Start of Data records

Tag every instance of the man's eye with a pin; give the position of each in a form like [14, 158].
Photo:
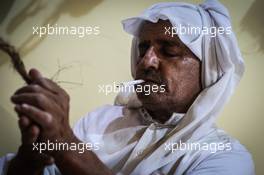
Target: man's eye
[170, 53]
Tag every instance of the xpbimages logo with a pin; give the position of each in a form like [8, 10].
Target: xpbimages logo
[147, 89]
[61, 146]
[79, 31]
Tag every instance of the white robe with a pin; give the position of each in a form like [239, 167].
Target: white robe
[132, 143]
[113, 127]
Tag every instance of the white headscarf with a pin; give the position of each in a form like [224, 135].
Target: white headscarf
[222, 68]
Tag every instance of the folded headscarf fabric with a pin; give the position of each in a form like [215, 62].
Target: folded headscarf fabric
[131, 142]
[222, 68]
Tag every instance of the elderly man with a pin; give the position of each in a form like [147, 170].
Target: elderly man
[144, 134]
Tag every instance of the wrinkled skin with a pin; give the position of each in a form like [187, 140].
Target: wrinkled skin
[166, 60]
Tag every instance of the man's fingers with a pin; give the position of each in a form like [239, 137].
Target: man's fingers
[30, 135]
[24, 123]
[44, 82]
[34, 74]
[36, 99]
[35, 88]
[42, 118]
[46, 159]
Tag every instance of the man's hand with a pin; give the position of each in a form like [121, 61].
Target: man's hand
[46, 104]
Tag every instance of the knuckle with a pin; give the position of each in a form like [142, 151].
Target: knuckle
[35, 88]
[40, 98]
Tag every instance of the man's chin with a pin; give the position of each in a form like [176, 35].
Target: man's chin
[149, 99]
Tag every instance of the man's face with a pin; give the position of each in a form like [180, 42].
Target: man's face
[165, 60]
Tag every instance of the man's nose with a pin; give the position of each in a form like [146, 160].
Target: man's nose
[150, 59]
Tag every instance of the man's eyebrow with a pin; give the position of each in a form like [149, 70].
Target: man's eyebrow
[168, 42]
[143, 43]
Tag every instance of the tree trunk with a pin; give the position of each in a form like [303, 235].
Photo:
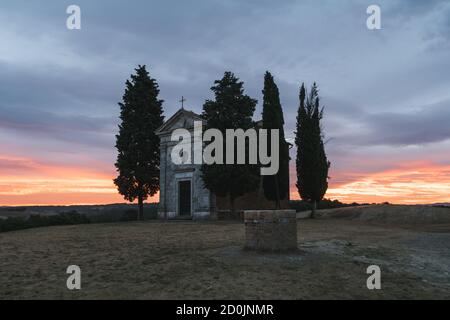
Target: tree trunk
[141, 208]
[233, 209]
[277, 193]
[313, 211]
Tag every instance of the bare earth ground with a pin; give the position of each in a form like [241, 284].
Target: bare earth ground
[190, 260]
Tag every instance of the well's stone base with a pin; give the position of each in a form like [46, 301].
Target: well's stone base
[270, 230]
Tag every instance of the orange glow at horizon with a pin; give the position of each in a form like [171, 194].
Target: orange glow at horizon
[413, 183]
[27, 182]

End of Data records
Start of Data records

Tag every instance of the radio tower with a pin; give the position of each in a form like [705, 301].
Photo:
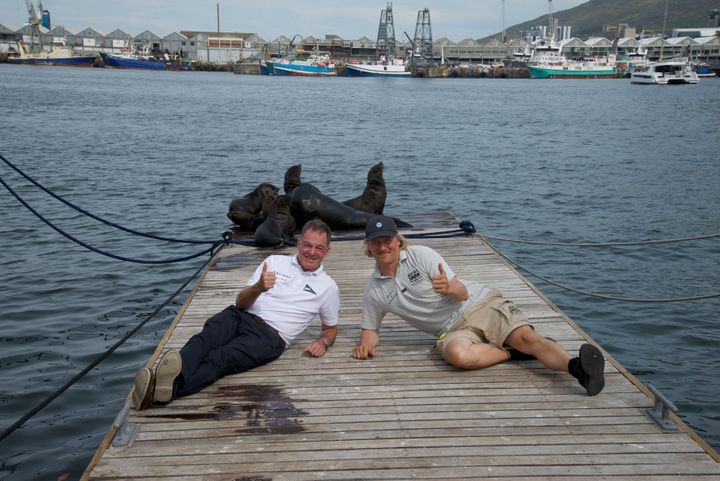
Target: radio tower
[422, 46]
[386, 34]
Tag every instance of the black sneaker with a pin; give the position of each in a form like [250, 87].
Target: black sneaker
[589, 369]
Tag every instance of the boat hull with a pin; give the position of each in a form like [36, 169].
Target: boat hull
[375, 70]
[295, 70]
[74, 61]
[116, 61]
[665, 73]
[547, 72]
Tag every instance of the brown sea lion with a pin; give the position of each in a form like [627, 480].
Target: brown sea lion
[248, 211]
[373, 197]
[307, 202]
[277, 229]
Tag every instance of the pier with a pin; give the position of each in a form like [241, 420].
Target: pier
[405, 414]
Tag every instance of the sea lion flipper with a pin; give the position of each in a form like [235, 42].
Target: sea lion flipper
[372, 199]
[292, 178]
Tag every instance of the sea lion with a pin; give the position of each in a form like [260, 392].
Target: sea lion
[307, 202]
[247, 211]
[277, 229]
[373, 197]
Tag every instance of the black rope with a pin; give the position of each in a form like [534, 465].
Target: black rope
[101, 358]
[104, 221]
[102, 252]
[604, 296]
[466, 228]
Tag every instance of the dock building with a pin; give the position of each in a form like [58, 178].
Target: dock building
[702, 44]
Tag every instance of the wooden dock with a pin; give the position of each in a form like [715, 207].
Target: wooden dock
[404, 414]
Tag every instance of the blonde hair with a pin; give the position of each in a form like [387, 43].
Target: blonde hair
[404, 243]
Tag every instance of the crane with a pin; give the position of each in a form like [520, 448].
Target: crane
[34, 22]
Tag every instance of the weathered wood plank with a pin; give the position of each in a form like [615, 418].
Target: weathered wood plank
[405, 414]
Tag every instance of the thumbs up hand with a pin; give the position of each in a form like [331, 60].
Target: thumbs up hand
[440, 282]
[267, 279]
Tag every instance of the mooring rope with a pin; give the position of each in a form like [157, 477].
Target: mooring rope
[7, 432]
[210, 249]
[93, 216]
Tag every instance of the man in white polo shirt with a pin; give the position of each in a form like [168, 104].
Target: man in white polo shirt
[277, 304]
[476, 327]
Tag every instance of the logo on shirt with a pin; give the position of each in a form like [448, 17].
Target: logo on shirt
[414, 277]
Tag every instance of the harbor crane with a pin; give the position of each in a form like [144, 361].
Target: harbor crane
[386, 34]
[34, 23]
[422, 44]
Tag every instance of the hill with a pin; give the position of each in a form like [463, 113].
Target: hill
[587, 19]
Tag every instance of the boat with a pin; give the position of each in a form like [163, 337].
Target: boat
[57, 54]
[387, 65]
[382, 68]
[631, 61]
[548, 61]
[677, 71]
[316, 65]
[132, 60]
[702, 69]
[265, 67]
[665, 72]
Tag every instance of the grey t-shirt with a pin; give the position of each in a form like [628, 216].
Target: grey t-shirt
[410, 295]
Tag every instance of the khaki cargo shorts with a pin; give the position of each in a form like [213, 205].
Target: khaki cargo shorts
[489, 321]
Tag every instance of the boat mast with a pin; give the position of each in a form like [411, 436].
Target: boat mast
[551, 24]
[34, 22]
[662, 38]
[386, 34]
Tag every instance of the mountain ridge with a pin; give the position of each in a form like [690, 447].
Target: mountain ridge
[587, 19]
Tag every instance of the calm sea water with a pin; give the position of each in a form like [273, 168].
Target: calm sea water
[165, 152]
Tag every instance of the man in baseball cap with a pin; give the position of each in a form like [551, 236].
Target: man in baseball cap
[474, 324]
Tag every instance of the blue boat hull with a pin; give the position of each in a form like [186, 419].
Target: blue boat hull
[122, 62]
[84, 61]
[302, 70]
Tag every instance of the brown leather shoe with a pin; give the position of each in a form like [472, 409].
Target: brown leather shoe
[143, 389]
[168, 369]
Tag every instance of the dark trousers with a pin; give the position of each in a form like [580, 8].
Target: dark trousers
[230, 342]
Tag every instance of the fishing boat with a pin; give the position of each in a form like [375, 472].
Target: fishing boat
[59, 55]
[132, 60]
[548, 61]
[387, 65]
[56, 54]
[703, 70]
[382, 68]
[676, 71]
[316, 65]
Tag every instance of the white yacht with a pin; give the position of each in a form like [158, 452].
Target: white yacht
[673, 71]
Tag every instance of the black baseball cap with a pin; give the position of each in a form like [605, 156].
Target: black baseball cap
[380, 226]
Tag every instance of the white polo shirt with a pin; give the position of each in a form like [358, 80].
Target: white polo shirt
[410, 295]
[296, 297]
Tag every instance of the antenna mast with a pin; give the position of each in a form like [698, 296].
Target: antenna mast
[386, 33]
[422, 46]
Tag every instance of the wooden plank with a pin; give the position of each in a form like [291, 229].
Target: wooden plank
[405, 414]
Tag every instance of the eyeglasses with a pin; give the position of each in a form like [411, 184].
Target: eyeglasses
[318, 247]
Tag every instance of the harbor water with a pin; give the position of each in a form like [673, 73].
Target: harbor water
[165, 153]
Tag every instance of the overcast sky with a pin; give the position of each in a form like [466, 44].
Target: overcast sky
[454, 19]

End of Data records
Start of Data records

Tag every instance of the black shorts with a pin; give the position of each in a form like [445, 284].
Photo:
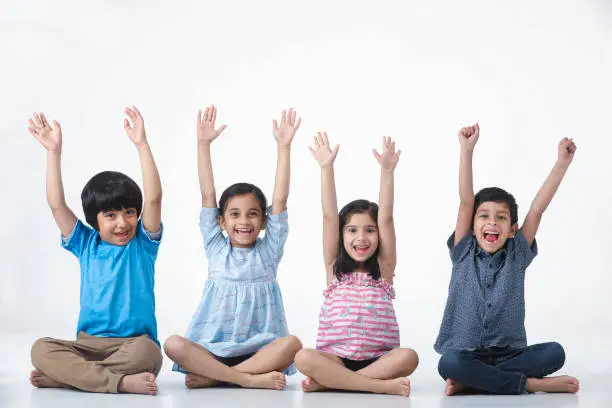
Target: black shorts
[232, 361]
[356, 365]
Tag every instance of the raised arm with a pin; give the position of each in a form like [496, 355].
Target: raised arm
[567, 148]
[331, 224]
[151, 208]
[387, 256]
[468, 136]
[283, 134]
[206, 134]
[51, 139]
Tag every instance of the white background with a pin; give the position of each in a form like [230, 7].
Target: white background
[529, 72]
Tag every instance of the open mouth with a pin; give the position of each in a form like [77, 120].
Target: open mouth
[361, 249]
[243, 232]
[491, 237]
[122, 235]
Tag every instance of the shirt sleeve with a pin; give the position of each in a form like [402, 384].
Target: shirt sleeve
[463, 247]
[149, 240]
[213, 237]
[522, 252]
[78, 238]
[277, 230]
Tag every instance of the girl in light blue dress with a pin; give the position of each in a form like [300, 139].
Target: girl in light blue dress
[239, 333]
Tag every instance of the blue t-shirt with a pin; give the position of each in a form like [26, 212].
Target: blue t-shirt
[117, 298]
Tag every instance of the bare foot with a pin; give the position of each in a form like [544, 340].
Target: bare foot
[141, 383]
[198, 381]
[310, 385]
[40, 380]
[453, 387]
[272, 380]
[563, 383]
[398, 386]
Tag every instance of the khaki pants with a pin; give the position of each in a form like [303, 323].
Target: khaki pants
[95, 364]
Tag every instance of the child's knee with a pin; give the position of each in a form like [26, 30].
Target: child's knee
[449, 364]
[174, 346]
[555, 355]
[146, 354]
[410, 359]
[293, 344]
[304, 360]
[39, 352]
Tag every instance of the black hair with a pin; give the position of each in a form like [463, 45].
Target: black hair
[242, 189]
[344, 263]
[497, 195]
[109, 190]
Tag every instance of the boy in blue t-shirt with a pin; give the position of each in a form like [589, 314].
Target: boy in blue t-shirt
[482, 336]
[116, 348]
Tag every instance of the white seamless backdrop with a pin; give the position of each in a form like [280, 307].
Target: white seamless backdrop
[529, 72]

End of Data records

Write out exactly the run of lines above that starts at the line containing "Tag every instance of the man's eye with" and ends at the line containing "Tag every instance of the man's fingers". Include both, and leave the pictures out.

Result for this task =>
Tag every instance of the man's eye with a pin; give the position of each in a form like [14, 158].
Photo:
Target: man's eye
[170, 53]
Tag every instance of the xpbimages logo with a pin; give the position of each in a form like [8, 10].
Target: xpbimages logo
[147, 89]
[61, 146]
[79, 31]
Tag every instance of the white robe with a pin; give the position of each in a form like [239, 167].
Target: white robe
[132, 143]
[113, 127]
Tag every instance of the white headscarf with a pin; give the position of each in a form like [224, 135].
Target: white headscarf
[222, 68]
Tag every instance of the folded headscarf fabric with a pin; give the position of each in a form like [215, 62].
Target: folded headscarf fabric
[131, 142]
[222, 68]
Tag every instance of the elderly man with a pin; give the position of each in a form like [147, 170].
Target: elderly man
[144, 134]
Tag every instance of the wrinkled skin with a pin; give the position of each in a form like [187, 140].
Target: wrinkled skin
[166, 60]
Tag every instance of the man's fingers with a pin; give the position of each in a form like [239, 137].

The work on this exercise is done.